> [INSTRUCTIONS FOR THE TASK] Restate the records in full, so that each line matches the original exactly.

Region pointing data
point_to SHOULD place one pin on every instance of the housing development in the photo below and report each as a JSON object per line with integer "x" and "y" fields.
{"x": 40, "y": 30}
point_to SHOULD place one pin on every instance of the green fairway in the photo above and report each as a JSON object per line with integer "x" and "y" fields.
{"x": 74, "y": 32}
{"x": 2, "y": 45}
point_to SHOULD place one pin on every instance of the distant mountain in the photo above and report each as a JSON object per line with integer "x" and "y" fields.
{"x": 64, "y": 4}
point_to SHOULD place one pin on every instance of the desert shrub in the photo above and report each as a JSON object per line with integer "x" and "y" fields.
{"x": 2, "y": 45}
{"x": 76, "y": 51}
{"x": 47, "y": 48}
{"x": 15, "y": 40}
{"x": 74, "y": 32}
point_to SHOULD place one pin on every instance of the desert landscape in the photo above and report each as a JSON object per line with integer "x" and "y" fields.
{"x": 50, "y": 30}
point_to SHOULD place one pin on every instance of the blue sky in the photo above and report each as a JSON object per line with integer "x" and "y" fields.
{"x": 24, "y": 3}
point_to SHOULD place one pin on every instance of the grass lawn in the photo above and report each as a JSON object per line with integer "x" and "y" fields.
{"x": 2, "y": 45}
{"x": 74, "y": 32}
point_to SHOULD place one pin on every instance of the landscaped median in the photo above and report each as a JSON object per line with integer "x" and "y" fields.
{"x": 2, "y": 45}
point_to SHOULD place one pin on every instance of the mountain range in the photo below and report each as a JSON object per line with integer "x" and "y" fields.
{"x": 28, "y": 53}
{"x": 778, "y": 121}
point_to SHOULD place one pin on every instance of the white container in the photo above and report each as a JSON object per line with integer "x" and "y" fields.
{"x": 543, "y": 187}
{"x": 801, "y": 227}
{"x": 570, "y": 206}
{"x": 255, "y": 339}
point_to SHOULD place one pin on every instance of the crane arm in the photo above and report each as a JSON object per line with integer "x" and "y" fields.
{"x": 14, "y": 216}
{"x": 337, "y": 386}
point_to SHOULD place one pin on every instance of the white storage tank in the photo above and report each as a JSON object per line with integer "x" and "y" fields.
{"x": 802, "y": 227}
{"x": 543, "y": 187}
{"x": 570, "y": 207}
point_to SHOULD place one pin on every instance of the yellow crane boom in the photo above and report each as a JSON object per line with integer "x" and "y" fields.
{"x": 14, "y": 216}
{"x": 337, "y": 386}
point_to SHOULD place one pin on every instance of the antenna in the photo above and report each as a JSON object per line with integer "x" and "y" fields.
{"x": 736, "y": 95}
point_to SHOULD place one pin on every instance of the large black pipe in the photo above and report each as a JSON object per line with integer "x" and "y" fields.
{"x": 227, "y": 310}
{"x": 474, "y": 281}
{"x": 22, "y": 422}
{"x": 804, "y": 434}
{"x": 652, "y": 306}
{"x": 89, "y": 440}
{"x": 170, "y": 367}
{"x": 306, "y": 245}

> [REPLY]
point_to SHOULD place one pin on every instance of the housing development in the photo below and report each as a JSON object per line with integer "x" and "y" fields.
{"x": 40, "y": 30}
point_to SHOULD place one pin on every instance of the green fairway in the photo above and report each as a JSON object per line with integer "x" and "y" fields.
{"x": 74, "y": 32}
{"x": 2, "y": 45}
point_to SHOULD place one pin on every instance of the distant mountain in the photo above and report each as a JSON object per line with integer "x" and "y" fields.
{"x": 64, "y": 4}
point_to SHOULD place one pin on every instance of the desert shrub in the photo above and report each as a JSON object per line with integer "x" and "y" fields.
{"x": 2, "y": 45}
{"x": 76, "y": 51}
{"x": 47, "y": 48}
{"x": 15, "y": 40}
{"x": 74, "y": 32}
point_to SHOULD place one pin on every instance of the desert landscape in the photo above and report each as a JSON object per line with integer "x" and "y" fields.
{"x": 50, "y": 30}
point_to SHOULD place one pin on every instance of the blue sky in the photo above and report each as a JSON object per line with integer "x" and "y" fields.
{"x": 24, "y": 3}
point_to SHOULD place one pin on every instance of the grass lawn in the photo above and report each as a JSON object per line with integer "x" and "y" fields.
{"x": 2, "y": 45}
{"x": 74, "y": 32}
point_to SHOULD place one pin on every instance of the landscaped median in the photo above and report each as a JSON object per line with integer "x" and "y" fields.
{"x": 2, "y": 45}
point_to SHOULD place one pin on every instance of the mountain range in the photo below and report each as a JSON object per line with integer "x" and "y" fields.
{"x": 28, "y": 53}
{"x": 778, "y": 121}
point_to SHOULD place one pin on every instance of the white container in the photo above and report each as a JSON object per line with integer "x" and "y" fields.
{"x": 543, "y": 187}
{"x": 801, "y": 227}
{"x": 570, "y": 206}
{"x": 255, "y": 339}
point_to SHOULD place one pin on every instance of the crane arm in the photo above and report each as a JSON object per line with integer "x" and "y" fields.
{"x": 14, "y": 216}
{"x": 337, "y": 386}
point_to SHOULD place one pin on every instance of the white storage tank in the photo above and report each as a JSON object per line with integer "x" and "y" fields.
{"x": 802, "y": 227}
{"x": 543, "y": 187}
{"x": 570, "y": 207}
point_to SHOULD place one pin on every instance of the yellow crane boom in the photo above and report each as a JSON object per line with integer "x" and "y" fields.
{"x": 14, "y": 216}
{"x": 337, "y": 386}
point_to SHOULD place one pin on every instance of the antenna in the photo above and report each as a JSON object per line with integer "x" and "y" fields.
{"x": 736, "y": 95}
point_to SHOULD place one pin on every instance of the large black pipe in the photo above and report each as a JSON object per line with integer "x" and "y" fields.
{"x": 227, "y": 310}
{"x": 474, "y": 281}
{"x": 22, "y": 422}
{"x": 804, "y": 434}
{"x": 652, "y": 306}
{"x": 89, "y": 440}
{"x": 170, "y": 367}
{"x": 306, "y": 245}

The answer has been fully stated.